• Problem details:
Repeat the records below word for word, but start at the line that contains "Where can the weight stack", stop after the last line, and include nothing else.

• Raw data:
◆ ◆ ◆ ◆ ◆ ◆ ◆

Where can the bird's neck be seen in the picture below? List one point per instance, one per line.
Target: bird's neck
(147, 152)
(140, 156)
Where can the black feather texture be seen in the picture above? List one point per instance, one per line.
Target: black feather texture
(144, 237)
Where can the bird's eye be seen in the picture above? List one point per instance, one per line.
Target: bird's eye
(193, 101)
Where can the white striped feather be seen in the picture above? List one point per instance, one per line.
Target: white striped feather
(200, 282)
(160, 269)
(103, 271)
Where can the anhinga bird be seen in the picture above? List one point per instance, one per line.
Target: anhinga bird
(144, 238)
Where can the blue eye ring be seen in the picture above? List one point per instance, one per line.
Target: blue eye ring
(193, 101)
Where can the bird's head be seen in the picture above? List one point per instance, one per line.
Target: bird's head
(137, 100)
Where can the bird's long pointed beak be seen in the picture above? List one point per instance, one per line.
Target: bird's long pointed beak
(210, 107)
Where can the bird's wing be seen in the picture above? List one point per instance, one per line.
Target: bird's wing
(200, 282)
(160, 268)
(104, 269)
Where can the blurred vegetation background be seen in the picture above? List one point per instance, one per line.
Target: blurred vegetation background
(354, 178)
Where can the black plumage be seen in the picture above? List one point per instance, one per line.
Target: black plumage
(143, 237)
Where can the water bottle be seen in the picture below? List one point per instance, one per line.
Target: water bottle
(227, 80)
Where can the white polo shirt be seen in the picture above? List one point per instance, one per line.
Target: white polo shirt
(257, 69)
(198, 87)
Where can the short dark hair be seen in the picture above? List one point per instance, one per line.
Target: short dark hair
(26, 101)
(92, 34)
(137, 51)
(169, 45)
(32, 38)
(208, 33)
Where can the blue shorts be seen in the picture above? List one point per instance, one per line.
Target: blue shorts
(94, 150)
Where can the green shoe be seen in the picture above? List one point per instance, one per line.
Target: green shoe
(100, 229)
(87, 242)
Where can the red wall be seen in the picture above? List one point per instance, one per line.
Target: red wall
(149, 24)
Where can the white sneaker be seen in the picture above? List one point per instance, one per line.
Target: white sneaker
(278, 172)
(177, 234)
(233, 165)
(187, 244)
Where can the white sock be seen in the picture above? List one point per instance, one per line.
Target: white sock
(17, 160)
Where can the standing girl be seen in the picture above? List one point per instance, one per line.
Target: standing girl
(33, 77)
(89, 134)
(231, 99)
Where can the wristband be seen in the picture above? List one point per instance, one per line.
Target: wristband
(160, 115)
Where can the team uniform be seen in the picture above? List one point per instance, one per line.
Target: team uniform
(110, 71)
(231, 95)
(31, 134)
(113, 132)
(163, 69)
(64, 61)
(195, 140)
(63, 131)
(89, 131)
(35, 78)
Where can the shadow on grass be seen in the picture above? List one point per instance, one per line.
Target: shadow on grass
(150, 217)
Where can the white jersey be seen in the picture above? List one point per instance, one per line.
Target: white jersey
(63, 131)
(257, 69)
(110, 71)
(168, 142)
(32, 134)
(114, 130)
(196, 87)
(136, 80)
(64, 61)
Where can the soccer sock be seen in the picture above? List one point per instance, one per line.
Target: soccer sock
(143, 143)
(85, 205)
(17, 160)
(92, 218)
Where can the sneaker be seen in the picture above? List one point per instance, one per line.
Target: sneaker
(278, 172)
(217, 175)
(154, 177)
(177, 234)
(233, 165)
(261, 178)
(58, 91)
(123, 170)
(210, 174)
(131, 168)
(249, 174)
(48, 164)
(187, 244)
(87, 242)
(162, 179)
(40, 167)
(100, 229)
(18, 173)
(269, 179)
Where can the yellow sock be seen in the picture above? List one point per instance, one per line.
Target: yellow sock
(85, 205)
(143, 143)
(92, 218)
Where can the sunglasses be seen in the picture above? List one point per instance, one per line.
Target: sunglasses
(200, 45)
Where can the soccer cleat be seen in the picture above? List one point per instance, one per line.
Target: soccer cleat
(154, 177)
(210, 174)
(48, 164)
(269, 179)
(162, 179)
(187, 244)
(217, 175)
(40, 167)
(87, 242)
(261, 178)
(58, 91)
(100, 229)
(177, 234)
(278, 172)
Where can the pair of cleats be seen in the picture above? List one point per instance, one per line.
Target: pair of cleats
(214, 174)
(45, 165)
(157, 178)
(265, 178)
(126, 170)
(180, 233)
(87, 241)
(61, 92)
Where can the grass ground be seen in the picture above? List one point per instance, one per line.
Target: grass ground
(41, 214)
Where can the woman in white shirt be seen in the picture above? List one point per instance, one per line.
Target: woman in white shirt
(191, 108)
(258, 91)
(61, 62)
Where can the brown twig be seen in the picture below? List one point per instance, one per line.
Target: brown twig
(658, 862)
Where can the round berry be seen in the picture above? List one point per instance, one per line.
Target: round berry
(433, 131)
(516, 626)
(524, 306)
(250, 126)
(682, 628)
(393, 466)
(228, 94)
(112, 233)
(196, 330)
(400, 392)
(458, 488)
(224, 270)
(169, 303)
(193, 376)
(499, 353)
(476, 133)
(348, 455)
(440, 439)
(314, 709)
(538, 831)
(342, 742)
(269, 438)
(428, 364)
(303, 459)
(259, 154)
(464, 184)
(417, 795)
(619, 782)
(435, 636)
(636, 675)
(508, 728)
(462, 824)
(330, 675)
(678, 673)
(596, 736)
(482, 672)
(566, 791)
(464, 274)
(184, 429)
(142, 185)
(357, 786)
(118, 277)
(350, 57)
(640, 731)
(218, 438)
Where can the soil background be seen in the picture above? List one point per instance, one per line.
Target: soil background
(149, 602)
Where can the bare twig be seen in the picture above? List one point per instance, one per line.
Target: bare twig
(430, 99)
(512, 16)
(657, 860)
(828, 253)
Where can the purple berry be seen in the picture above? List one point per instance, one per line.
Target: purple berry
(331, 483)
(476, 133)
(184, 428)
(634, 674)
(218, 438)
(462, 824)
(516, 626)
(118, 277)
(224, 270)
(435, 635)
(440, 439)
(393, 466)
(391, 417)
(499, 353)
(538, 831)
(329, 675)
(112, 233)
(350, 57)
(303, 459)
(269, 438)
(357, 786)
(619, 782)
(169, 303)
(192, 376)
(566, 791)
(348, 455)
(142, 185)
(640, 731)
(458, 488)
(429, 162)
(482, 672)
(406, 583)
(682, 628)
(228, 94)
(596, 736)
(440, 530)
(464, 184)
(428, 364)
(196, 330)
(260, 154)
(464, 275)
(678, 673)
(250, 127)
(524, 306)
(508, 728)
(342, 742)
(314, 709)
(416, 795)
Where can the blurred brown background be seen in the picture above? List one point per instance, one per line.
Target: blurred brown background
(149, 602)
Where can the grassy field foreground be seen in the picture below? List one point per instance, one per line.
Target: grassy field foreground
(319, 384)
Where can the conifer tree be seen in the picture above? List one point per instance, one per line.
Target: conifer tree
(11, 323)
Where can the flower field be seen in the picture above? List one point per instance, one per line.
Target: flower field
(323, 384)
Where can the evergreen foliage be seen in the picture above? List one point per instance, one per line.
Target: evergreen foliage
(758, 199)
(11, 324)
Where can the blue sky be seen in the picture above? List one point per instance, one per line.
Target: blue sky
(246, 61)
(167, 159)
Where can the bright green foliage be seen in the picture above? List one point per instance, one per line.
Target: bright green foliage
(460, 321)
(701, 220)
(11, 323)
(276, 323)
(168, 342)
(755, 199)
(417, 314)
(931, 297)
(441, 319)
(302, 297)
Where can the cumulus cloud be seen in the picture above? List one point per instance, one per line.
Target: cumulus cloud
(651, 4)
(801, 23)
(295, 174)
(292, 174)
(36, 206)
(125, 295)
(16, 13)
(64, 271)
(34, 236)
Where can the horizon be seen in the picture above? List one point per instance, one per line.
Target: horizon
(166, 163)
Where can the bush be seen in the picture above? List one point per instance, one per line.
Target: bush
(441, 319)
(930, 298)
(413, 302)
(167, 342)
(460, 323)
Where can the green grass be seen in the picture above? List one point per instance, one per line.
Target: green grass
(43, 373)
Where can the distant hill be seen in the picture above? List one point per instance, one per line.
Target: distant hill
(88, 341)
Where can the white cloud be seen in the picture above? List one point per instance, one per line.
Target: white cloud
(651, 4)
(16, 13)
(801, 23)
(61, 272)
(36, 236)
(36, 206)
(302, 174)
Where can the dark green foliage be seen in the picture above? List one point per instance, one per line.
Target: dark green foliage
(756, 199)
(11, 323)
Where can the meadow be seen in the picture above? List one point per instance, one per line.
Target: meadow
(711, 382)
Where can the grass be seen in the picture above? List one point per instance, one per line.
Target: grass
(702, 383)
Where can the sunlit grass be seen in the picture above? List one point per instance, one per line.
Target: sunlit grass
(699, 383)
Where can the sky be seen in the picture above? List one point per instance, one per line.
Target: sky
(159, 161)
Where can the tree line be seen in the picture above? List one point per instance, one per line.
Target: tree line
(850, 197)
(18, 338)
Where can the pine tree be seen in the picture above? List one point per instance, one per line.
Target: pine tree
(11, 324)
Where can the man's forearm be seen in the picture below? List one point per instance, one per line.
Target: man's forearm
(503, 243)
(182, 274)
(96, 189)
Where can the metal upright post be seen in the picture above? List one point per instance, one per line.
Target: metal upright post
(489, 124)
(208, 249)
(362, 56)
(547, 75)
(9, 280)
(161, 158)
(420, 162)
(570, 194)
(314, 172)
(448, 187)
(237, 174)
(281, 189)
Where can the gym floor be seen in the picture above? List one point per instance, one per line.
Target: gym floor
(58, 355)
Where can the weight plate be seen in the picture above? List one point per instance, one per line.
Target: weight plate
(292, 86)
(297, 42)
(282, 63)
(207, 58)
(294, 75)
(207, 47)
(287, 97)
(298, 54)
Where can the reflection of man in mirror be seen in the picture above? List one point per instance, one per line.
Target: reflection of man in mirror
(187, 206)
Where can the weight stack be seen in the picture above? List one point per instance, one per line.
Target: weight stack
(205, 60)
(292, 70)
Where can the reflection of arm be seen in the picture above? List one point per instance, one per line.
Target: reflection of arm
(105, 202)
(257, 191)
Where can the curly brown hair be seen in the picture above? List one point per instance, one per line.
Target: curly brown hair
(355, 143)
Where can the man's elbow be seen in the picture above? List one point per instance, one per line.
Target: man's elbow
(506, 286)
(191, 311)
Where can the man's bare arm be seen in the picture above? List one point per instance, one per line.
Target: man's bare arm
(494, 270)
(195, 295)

◆ ◆ ◆ ◆ ◆ ◆ ◆

• Response to the task:
Where can the weight stack be seen in the picture above? List one point per instance, one per line.
Target: weight stack
(205, 60)
(292, 70)
Where can the reflection of arm be seen in the picture above? List one point per instance, one per line.
Target: reflection of arm
(105, 202)
(257, 191)
Where can the curly brown hair be seen in the picture above? List one point per instance, one per line.
Target: curly brown hair
(355, 143)
Where can the man's elbow be seen in the picture above? List one point per instance, one per line.
Target: man's elbow
(506, 286)
(191, 311)
Where can the man's bare arm be seen in the picture above? List one point per instance, one per line.
Target: man's bare arm
(494, 270)
(195, 295)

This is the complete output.